Object detection data:
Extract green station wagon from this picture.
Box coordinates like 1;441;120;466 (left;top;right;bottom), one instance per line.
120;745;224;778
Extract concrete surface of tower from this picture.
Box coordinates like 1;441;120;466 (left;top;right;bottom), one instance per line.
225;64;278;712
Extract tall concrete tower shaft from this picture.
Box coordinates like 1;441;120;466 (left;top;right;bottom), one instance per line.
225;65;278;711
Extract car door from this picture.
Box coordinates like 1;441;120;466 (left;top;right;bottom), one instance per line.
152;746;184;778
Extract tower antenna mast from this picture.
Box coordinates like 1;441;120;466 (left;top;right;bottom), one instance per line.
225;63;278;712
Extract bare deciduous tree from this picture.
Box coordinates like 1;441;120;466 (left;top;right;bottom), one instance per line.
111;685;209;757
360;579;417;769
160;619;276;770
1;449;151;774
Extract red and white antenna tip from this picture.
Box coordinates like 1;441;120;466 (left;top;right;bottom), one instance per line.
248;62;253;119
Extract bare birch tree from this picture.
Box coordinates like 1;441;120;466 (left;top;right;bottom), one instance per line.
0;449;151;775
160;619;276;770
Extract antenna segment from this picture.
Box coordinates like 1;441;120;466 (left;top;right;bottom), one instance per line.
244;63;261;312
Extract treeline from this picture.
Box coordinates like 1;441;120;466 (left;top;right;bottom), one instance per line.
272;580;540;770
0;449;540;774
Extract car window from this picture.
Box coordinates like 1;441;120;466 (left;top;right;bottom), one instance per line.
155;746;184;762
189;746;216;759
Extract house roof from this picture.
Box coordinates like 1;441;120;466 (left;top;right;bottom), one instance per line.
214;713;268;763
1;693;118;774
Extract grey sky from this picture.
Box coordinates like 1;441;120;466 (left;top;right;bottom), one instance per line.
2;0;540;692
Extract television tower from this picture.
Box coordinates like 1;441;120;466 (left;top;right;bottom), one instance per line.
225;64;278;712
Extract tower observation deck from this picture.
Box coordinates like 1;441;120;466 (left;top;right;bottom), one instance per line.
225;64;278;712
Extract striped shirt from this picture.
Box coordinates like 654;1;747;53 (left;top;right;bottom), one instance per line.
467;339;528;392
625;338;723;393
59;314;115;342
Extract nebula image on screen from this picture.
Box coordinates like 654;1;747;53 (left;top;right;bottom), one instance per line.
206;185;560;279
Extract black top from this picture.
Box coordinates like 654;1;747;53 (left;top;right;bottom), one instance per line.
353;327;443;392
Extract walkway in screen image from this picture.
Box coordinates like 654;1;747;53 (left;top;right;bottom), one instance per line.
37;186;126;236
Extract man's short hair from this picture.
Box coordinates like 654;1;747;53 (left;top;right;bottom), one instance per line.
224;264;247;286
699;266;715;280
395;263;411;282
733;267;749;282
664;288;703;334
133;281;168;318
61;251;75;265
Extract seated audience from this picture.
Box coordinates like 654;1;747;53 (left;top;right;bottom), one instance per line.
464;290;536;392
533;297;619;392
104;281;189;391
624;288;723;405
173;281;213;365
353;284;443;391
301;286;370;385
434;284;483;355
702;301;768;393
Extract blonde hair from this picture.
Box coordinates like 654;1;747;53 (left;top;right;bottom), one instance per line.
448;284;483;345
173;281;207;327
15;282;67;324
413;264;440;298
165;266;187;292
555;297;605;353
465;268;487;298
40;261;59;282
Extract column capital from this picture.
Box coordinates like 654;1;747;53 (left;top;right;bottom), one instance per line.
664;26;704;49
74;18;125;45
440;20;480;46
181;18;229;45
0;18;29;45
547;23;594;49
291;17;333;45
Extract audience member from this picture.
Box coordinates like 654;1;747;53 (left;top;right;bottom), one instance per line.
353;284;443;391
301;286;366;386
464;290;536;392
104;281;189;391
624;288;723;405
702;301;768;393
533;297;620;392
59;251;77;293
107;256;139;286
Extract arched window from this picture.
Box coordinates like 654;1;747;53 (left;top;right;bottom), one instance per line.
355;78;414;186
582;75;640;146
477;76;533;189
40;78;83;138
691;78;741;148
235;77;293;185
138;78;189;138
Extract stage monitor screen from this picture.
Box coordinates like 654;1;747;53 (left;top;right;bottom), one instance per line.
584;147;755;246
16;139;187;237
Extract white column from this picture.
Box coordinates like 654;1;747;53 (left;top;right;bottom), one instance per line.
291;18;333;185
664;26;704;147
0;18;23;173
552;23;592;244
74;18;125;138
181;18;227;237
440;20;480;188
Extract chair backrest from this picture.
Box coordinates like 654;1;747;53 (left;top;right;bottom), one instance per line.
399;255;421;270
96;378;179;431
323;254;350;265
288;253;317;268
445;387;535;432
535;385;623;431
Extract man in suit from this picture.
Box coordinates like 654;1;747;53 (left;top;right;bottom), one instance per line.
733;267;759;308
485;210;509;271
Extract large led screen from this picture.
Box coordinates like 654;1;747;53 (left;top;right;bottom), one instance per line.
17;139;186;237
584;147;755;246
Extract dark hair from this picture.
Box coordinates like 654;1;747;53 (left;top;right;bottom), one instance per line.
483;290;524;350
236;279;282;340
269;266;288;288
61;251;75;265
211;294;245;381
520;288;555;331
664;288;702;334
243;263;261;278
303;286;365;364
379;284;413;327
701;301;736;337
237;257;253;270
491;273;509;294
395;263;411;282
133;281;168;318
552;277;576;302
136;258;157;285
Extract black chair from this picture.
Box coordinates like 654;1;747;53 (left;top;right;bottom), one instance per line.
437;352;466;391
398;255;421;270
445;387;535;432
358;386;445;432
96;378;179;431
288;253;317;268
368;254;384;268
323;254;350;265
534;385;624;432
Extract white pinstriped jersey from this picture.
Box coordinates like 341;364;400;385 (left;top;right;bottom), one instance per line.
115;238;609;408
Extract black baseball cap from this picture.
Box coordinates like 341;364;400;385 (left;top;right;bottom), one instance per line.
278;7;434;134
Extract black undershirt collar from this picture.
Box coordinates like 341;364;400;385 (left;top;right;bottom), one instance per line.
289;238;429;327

* EXERCISE PROMPT *
Rewrite all the rows above, replacing every "one instance per line" with "one box per line" and leaving everything else unchanged.

* FINISHED TASK *
Extract green station wagon from this picture.
Box coordinates like 1;441;120;466 (left;top;right;bottom), one box per line.
120;745;224;778
Extract concrete surface of tower from this picture.
Box coordinates like 1;441;120;466 (left;top;right;bottom), one box per line.
225;64;278;712
Extract tall concrete tower shaft from this picture.
Box coordinates like 1;441;120;466 (left;top;right;bottom), one box per line.
225;65;278;711
Extract car door from this picture.
Box coordinates like 1;441;120;466 (left;top;right;bottom), one box per line.
152;746;184;778
Extract tower antenna mast from this picture.
Box coordinates like 1;441;120;466 (left;top;right;bottom), one box per line.
225;63;278;712
Extract bare deciduous tree from this picture.
Box coordinates like 1;441;120;466 (left;top;right;bottom), one box per line.
111;685;209;757
360;579;417;769
160;619;276;770
1;449;151;774
Extract red and white antenna tip from this picture.
Box coordinates like 1;441;120;466 (left;top;right;bottom), one box per line.
248;62;253;119
Extract bare birch tree from this picture.
Box coordinates like 1;441;120;466 (left;top;right;bottom), one box per line.
0;449;151;775
160;619;276;770
Extract antenna segment from this picture.
Box coordinates like 1;441;120;466 (left;top;right;bottom), one box per line.
244;63;261;312
Extract treeline from this picture.
Box coordinates like 1;441;120;466 (left;top;right;bottom), one box per line.
272;580;540;770
0;449;540;774
Extract car window from this picture.
Box coordinates like 1;441;120;466 (left;top;right;bottom), one box per line.
155;746;184;762
189;746;216;759
Extract house roof from this picture.
Box coordinates like 1;441;120;466 (left;top;right;bottom), one box per line.
214;713;268;763
1;693;118;774
Extract grey sky from this picture.
Box coordinates like 1;441;120;466 (left;top;right;bottom), one box per line.
2;0;540;692
Extract television tower from this picture.
Box coordinates like 1;441;120;466 (left;top;right;bottom), one box per line.
225;64;278;712
Extract tower observation deck from this picture.
Box coordinates like 1;441;120;466 (left;top;right;bottom), one box per line.
225;64;278;712
Extract striped shirt from this picture.
Box coordinates like 654;1;747;53 (left;top;right;bottom), one box per line.
467;339;528;392
625;338;723;393
59;314;115;342
Extract nebula image on screen from this picture.
Box coordinates like 654;1;747;53 (left;top;right;bottom), one box per line.
206;185;560;279
Extract black top from this picture.
Box coordinates like 654;1;747;53 (left;top;right;bottom), one box per line.
353;327;443;392
Extract walkway in screen image from this picture.
Box coordinates like 654;1;747;53 (left;top;right;bottom), one box per line.
37;186;126;236
Extract man's short hair from this picture.
Box coordinates like 654;1;747;53 (left;top;right;bottom), one box per line.
224;264;247;286
699;266;715;280
395;263;411;282
733;267;749;282
664;288;703;334
133;281;168;318
61;251;75;265
Extract seated audience from this picture.
Box coordinates like 654;1;747;53 (left;top;right;bottom), one box per line.
464;290;536;392
533;297;619;392
104;281;189;391
624;288;723;405
173;281;213;365
353;284;443;391
301;286;370;385
434;284;483;355
702;301;768;393
Extract blonde hair from this picture.
Box coordinates like 654;1;747;53 (left;top;right;bottom), one box per line.
448;284;483;345
173;281;207;327
15;282;67;324
413;264;440;298
165;266;187;292
555;297;605;353
465;268;487;298
40;261;59;282
Extract column capital from this picture.
Box coordinates like 654;1;747;53 (left;top;right;bottom), one box per line.
664;26;704;49
74;18;125;45
440;20;480;46
181;18;229;45
0;18;29;45
547;23;594;49
291;17;333;45
Extract audience member from this picture.
Box coordinates like 654;1;747;53 (left;top;right;bottom), one box per line.
353;284;443;391
301;286;366;386
464;290;536;392
104;281;189;391
624;288;723;405
702;301;768;393
533;297;620;392
59;251;77;293
107;256;139;286
Extract arched window from this picture.
Box coordinates like 654;1;747;53 (left;top;right;bottom), one box per line.
355;78;414;186
582;75;640;146
477;76;533;189
40;78;83;138
691;78;741;148
235;77;293;185
138;78;189;138
Extract stage monitor screen from this picture.
Box coordinates like 654;1;747;53 (left;top;right;bottom), one box per line.
584;147;755;246
16;139;187;237
Extract white column from this picture.
Box coordinates like 654;1;747;53 (left;top;right;bottom), one box per line.
291;18;333;185
664;26;704;147
0;18;23;173
552;23;592;244
74;18;125;138
181;18;227;237
440;20;480;188
Extract chair backrest from this picture.
Box coordinates like 654;1;747;53 (left;top;right;bottom), one box per line.
399;255;421;270
96;378;179;431
323;254;350;265
288;253;317;268
445;387;535;432
535;385;623;431
Extract man in suit from this picture.
Box coordinates like 654;1;747;53 (left;top;right;bottom), one box per line.
733;267;759;308
485;210;509;271
Extract large led screen from this picture.
Box coordinates like 654;1;747;53 (left;top;right;bottom), one box per line.
17;139;186;237
584;147;755;246
Extract dark hair from this picture.
Box coordinates like 654;1;747;53 (left;top;right;bottom), one box per line.
483;290;524;350
236;279;282;340
269;266;288;288
61;251;75;265
211;294;245;381
520;288;555;331
664;288;702;334
243;263;261;278
303;286;365;364
379;284;413;327
701;301;736;337
237;257;253;270
491;273;509;294
395;263;411;282
133;281;168;318
552;277;576;302
136;258;157;285
Extract black chair from this picture.
Box coordinates like 654;1;747;53 (left;top;right;bottom), one box per line.
437;352;466;391
398;255;421;270
445;387;535;432
358;386;445;432
96;378;179;431
288;253;317;268
368;254;384;268
323;254;350;265
534;385;624;432
Extract white pinstriped jersey from this picture.
Box coordinates like 341;364;400;385 (left;top;right;bottom), one box per line.
115;238;609;408
Extract black baseball cap from this picture.
Box coordinates like 341;364;400;385 (left;top;right;bottom), one box per line.
278;7;434;134
Extract black undershirt collar from this picture.
Box coordinates like 341;364;400;385 (left;top;right;bottom), one box per line.
289;238;429;327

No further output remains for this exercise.